■ **Exercise input**:
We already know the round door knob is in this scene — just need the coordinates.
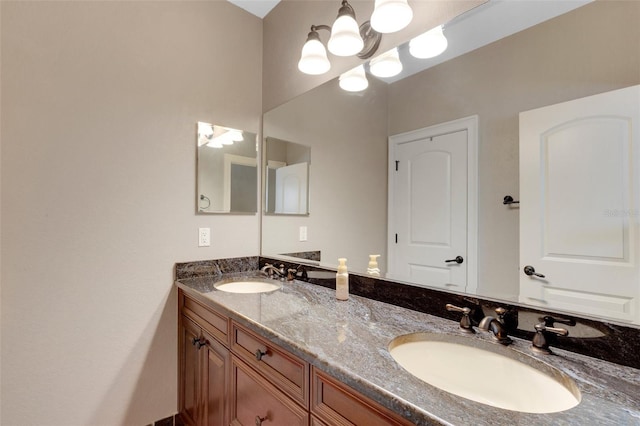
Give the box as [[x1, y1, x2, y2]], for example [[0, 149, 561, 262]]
[[523, 265, 544, 278]]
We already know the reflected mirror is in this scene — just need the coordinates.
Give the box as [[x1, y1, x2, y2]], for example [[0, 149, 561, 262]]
[[196, 122, 258, 213], [263, 136, 311, 215], [262, 1, 640, 322]]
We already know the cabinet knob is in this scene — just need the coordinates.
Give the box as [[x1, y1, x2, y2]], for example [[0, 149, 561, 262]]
[[256, 349, 267, 361], [524, 265, 544, 278], [191, 337, 207, 349]]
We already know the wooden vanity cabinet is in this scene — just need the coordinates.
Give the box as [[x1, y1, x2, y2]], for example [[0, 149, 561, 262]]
[[180, 315, 231, 426], [311, 367, 413, 426], [179, 292, 231, 426], [179, 291, 412, 426], [231, 356, 309, 426]]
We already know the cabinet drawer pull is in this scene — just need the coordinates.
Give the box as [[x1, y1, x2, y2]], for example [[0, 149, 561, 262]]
[[256, 349, 267, 361], [191, 337, 207, 349]]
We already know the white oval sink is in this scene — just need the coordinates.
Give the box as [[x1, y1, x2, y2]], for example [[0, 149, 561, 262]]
[[213, 281, 282, 293], [389, 333, 581, 413]]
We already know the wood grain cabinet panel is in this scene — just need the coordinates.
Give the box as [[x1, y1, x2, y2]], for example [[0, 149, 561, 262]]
[[180, 296, 230, 346], [179, 317, 201, 424], [231, 356, 309, 426], [231, 322, 309, 408], [311, 368, 413, 426], [179, 316, 230, 426], [178, 291, 412, 426]]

■ **Brief**:
Rewrite all of the material above with every "coordinates" changed to "location" and everything else kept the same. Leave the pictures out of your version.

■ **Expected output**:
We already know the round door knob is in this scene — just need the location.
Give the box as [[x1, y1, x2, y2]], for example [[0, 149, 561, 262]]
[[523, 265, 544, 278]]
We already know the reflected mirror is in this scene — just need the location.
Give the box as [[x1, y1, x2, y2]], for example [[0, 149, 561, 262]]
[[196, 122, 258, 213], [263, 136, 311, 215], [262, 1, 640, 322]]
We already know the cabinet knob is in this scene — just need the location.
Give the box as [[x1, y1, x2, y2]], for example [[0, 149, 561, 262]]
[[256, 349, 267, 361], [524, 265, 544, 278], [191, 337, 207, 349]]
We already know the wooden vanity cabinet is in this scene — just need the location.
Give the box as [[x1, y1, x2, y2]], for example [[0, 149, 561, 262]]
[[180, 315, 231, 426], [311, 367, 413, 426], [179, 292, 231, 426], [179, 291, 412, 426], [231, 356, 309, 426]]
We already know the cabinet drawer pull is in this scene — just need the location.
Give the box as [[x1, y1, x2, y2]], for example [[0, 149, 561, 262]]
[[256, 349, 267, 361], [191, 337, 207, 349]]
We already know the white oval sink is in this scene — just need the location.
Give the box as [[x1, y1, x2, y2]], for example [[0, 149, 561, 262]]
[[213, 281, 282, 293], [389, 333, 581, 413]]
We already know the wood grain cabinet panel is in this scene — just need the location.
Give the box as [[x1, y1, x2, y2]], for example [[0, 149, 561, 262]]
[[180, 296, 230, 346], [179, 317, 201, 424], [231, 356, 309, 426], [231, 322, 309, 408], [311, 368, 413, 426], [179, 316, 230, 426], [178, 291, 412, 426]]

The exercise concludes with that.